Dirección y guión: Michael Haneke. Intérpretes: Jean-Louis Trintignant, Emmanuelle Riva, Isabelle Huppert, Ramón Agirre. Premios: Palma de Oro en Cannes; Mejor Película en los Premios del Cine Europeo y cinco nominaciones en los Oscar.

Cuesta escribir, sin caer en el efecto llamada reverencial de la crítica o la actualidad cinematográfica (nominaciones a los Oscar incluidas) sobre la que algunos han considerado ya la mejor película europea de la década, probablemente del director más reputado y representativo de una Europa del Bienestar que personifica en las decadentes pasiones y procesos de (des)humanización y descolectivización de sus intransigentes ciudadanos del viejo (y agotador) continente. En Amor, de Michael Haneke, operan muchas cuestiones: por un lado, es posible que, reconociendo indudablemente su magisterio y prodigiosa e inmensa competencia en la realidad que aborda, haya quien salga de la sala de cine algo desubicado o solicitando a gritos un Haneke aún más salvaje, ya que, en la cabeza privilegiada del director austríaco solo existía la certeza de hacer un filme "más tierno" que los anteriores.

....................

> **Actividades**
A. Enumera todos los intérpretes que menciona la reseña sobre Amor.
B. Traduce al inglés esta oración de la reseña sobre Amor: "Premios: Palma de Oro en Cannes; Mejor Película en los Premios del Cine Europeo y cinco nominaciones en los Oscar."

....................

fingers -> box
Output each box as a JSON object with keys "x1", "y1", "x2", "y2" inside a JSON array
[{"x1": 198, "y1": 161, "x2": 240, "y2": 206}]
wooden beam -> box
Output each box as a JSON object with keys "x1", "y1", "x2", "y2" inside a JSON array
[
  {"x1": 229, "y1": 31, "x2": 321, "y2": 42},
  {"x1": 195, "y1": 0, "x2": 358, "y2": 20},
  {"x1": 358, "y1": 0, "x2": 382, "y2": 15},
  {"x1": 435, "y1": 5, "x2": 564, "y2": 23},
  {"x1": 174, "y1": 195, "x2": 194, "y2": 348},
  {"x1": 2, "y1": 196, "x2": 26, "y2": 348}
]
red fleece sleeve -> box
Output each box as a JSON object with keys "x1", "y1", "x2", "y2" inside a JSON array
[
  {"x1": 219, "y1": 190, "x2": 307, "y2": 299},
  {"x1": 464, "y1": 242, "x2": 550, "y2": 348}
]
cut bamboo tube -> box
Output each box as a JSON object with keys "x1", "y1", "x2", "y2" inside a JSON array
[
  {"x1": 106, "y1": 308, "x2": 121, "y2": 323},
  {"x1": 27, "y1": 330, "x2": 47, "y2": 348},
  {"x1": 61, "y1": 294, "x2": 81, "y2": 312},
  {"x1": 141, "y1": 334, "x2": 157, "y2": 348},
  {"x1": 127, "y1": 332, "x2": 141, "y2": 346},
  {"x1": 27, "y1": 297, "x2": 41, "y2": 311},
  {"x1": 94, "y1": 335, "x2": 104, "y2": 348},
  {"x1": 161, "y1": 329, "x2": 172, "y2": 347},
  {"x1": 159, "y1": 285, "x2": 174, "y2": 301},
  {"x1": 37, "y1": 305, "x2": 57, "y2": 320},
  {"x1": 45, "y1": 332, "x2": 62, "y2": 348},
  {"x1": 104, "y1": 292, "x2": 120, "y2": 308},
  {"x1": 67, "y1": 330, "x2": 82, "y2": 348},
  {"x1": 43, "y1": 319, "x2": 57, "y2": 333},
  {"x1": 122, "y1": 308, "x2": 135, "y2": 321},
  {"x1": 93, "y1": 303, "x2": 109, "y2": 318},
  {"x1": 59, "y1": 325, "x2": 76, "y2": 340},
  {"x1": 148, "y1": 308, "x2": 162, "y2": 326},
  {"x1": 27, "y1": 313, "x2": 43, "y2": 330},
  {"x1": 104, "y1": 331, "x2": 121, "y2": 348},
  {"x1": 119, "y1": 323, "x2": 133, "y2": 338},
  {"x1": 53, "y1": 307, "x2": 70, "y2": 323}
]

....................

> **Respuestas por actividad**
A. Jean-Louis Trintignant, Emmanuelle Riva, Isabelle Huppert, Ramón Agirre

B. Awards: Palme d'Or at Cannes; Best Film at the European Film Awards and five Oscar nominations.